====== DOCUMENT EXTRACT ======
FAMU-FSU engineers build AI model that predicts E. coli contamination in waterways 24 hours in advance

Scientists at FAMU-FSU built an AI model that predicts unsafe E. coli levels in recreational water up to 24 hours early, with 85% accuracy. Current lab-based testing takes 18-24 hours, meaning swimmers are often exposed before closures happen.

Categorized in: AI News Science and Research
Published on: May 13, 2026
FAMU-FSU engineers build AI model that predicts E. coli contamination in waterways 24 hours in advance

Researchers develop AI tool to predict E. coli contamination before beaches close

Scientists at the FAMU-FSU College of Engineering have built an artificial intelligence system that predicts unsafe water conditions up to 24 hours before swimmers are exposed to E. coli contamination. The model identifies dangerous levels with approximately 85% accuracy by analyzing rainfall, river flow, turbidity, temperature and upstream conditions in near real time.

Beach closures typically occur after laboratory tests confirm contamination - a process that takes 18 to 24 hours. By then, swimmers may have already been exposed. Assistant Professor Nasrin Alamdari and her team built the framework to shift water quality monitoring from reactive to predictive.

"Our goal is to move from a reactive approach to a predictive one, leveraging continuous environmental data to estimate E. coli levels in near real time and up to a day in advance," Alamdari said.

How the model works

The system ingests current and historical environmental data without waiting for lab results. It combines upstream hydrologic conditions, streamflow rates, rainfall totals, turbidity readings and water temperature to flag elevated contamination risk.

A 2023 sewage spill at the Big Creek Water Reclamation Facility illustrates the problem the model addresses. A sudden treatment failure rapidly contaminated downstream recreational waters. Traditional monitoring would have missed the surge until after people entered the water.

The model accounts for how quickly E. coli levels spike during heavy rainfall - sometimes within hours. It also factors in watershed wetness indicators to improve predictions during moderate rainfall events that standard models often miss.

Health and economic consequences

E. coli infection causes gastrointestinal distress, nausea and fatigue. Young children and older adults face greater risk. Delayed alerts increase medical costs from waterborne illness.

Unexpected closures harm local economies. Hotels, outfitters and water recreation businesses lose revenue with little warning. Municipalities absorb higher costs for emergency notifications and health response. Repeated advisories erode public trust and depress long-term visitation.

Proactive alerts give businesses and government agencies advance notice to reduce unnecessary closures and protect both public health and economic stability.
======
WHAT YOU NEED TO DO
1) In the E. coli prediction article, who leads the team that built the forecasting framework?
2) Reproduce word for word the passage of the E. coli prediction article from "Scientists at the" up to and including "reactive to predictive.".
====== RECORDED DATA ======
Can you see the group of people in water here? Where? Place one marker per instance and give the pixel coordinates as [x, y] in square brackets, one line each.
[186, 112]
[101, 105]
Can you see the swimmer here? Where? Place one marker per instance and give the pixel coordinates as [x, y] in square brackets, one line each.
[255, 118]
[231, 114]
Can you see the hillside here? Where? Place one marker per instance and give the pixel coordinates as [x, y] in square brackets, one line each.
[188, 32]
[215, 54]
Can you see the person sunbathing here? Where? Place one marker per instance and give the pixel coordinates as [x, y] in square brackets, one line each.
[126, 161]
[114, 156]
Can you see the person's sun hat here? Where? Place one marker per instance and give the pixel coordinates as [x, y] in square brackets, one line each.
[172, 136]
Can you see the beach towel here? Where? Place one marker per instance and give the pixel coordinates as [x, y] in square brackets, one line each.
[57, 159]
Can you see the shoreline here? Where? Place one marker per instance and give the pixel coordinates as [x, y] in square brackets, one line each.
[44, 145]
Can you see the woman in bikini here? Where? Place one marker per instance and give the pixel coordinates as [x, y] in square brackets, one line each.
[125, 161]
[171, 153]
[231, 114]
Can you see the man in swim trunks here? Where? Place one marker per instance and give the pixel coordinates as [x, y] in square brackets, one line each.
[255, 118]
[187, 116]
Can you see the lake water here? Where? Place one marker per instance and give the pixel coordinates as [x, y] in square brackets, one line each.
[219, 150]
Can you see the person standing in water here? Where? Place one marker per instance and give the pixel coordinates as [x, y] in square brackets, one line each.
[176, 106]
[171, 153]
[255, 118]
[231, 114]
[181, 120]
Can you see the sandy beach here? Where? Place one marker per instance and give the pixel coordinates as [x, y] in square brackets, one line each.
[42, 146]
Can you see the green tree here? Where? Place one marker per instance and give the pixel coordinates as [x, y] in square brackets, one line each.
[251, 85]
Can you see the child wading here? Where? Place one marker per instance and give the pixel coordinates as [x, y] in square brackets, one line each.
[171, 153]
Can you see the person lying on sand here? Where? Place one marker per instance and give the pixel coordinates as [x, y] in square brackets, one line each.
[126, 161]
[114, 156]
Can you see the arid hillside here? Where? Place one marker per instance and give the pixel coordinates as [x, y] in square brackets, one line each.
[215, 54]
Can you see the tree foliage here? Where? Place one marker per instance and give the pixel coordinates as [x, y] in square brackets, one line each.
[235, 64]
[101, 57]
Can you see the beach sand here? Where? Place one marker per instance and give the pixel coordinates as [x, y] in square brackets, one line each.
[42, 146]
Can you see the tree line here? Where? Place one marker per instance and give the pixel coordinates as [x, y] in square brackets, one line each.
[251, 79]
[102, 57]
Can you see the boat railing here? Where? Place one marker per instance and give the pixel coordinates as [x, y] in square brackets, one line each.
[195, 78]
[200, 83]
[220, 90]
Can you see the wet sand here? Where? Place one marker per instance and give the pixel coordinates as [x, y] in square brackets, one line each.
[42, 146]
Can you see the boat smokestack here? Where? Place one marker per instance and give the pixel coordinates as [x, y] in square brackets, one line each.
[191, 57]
======
ANSWERS FOR THIS EXERCISE
1) Assistant Professor Nasrin Alamdari leads the team.

2)
Scientists at the FAMU-FSU College of Engineering have built an artificial intelligence system that predicts unsafe water conditions up to 24 hours before swimmers are exposed to E. coli contamination. The model identifies dangerous levels with approximately 85% accuracy by analyzing rainfall, river flow, turbidity, temperature and upstream conditions in near real time.

Beach closures typically occur after laboratory tests confirm contamination - a process that takes 18 to 24 hours. By then, swimmers may have already been exposed. Assistant Professor Nasrin Alamdari and her team built the framework to shift water quality monitoring from reactive to predictive.